- Exercise text -

Infection prevention and control guidelines

2. Hand hygiene

Hand hygiene for patients

      1. Hand hygiene for patients

Last revised: 17 Jun 2024

Hand hygiene for patients

Practices should participate in educating patients on the importance of hand hygiene to prevent healthcare-acquired infections. Strategies include providing alcohol handrub prominently and requesting patient use it on entry, and displaying key messages (eg in posters in waiting and reception areas).

Key messages for patients about hand hygiene include the following:3
  • Hand hygiene is the most important way to reduce our risk of infection – this applies to everyone, including healthcare workers and patients.
  • Alcohol-based handrub does not work properly on dirty hands – wash visibly soiled hands in liquid soap and water.
  • When you wash your hands (with liquid soap and water or with an alcohol-based handrub), the cleansing product must reach all parts of the surface of your hands.

- Directions -
1: Decide whether each statement agrees with the hand hygiene guidelines. Answer yes or no for each and quote the deciding words. (a) Alcohol-based handrub works properly on dirty hands. (b) Posters in waiting and reception areas are one way to display key messages. (c) Hand hygiene applies only to healthcare workers.
2: List every key message for patients given in the hand hygiene guidelines.

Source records
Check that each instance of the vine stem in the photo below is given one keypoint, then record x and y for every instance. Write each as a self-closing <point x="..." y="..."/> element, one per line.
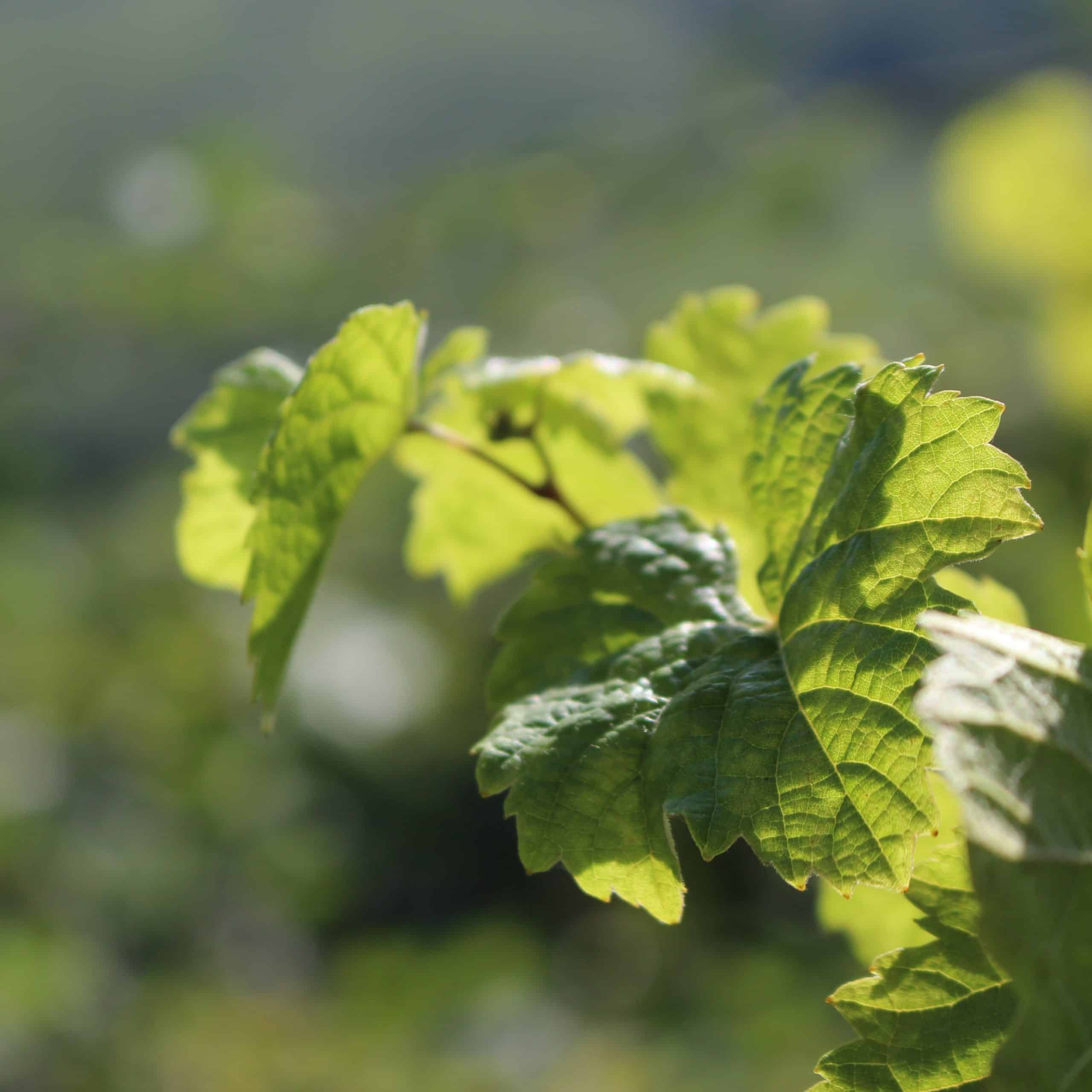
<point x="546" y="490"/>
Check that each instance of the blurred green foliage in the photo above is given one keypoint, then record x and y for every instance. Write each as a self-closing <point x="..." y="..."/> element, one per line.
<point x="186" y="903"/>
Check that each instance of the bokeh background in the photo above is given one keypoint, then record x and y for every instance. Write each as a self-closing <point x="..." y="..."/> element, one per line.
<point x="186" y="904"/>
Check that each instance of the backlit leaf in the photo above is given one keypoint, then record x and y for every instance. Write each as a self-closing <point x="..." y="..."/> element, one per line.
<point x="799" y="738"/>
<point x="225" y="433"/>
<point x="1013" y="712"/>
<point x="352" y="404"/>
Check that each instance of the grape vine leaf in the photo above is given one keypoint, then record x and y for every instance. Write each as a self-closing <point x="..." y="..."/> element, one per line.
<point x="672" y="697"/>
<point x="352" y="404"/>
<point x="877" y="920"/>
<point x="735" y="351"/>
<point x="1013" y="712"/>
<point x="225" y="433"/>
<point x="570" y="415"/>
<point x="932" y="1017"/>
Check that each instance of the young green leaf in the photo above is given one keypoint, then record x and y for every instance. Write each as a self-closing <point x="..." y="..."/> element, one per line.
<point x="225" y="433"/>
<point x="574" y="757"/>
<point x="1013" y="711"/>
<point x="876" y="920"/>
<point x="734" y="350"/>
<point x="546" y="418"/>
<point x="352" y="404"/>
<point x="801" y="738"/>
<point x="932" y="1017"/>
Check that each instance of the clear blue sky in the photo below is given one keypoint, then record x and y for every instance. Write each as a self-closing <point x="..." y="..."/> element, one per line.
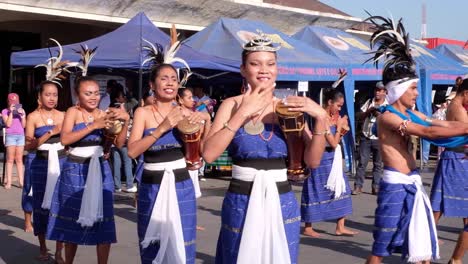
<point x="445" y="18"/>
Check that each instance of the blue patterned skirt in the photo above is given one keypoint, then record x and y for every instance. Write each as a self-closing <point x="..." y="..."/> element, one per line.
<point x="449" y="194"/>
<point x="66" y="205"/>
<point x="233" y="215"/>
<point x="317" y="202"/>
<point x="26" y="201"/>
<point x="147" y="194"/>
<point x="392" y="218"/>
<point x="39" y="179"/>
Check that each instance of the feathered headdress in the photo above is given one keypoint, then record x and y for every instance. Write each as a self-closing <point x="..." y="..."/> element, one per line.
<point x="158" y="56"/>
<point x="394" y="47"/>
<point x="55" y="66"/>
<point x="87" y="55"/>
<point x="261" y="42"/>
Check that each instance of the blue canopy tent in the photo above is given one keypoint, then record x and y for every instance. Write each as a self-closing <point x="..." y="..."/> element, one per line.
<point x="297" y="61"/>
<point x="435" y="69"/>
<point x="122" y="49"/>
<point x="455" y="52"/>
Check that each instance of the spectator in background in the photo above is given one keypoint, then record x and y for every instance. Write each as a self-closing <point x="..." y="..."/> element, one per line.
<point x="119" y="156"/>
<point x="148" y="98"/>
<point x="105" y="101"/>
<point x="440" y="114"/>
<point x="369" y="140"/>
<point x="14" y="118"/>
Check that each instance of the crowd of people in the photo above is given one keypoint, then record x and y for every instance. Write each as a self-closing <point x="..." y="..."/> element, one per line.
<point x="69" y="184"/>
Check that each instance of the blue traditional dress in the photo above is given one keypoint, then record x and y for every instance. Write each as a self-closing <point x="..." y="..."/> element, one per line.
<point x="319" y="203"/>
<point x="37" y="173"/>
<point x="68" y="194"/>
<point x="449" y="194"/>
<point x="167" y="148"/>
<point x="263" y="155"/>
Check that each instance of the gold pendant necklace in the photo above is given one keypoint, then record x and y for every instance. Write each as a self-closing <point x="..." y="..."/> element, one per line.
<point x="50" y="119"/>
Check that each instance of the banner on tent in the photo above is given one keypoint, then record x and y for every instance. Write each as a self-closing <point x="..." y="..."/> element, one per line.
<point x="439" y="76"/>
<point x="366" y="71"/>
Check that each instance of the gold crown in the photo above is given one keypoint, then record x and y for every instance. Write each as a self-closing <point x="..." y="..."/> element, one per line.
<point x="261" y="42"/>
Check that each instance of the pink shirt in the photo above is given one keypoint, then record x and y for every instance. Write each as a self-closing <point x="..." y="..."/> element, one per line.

- Responses per task -
1:
(a) No: "Alcohol-based handrub does not work properly on dirty hands"
(b) Yes: "displaying key messages (eg in posters in waiting and reception areas)"
(c) No: "this applies to everyone, including healthcare workers and patients"

2:
- Hand hygiene is the most important way to reduce our risk of infection. This applies to everyone, including healthcare workers and patients.
- Alcohol-based handrub does not work properly on dirty hands. Wash visibly soiled hands in liquid soap and water.
- When you wash your hands (with liquid soap and water or with an alcohol-based handrub), the cleansing product must reach all parts of the surface of your hands.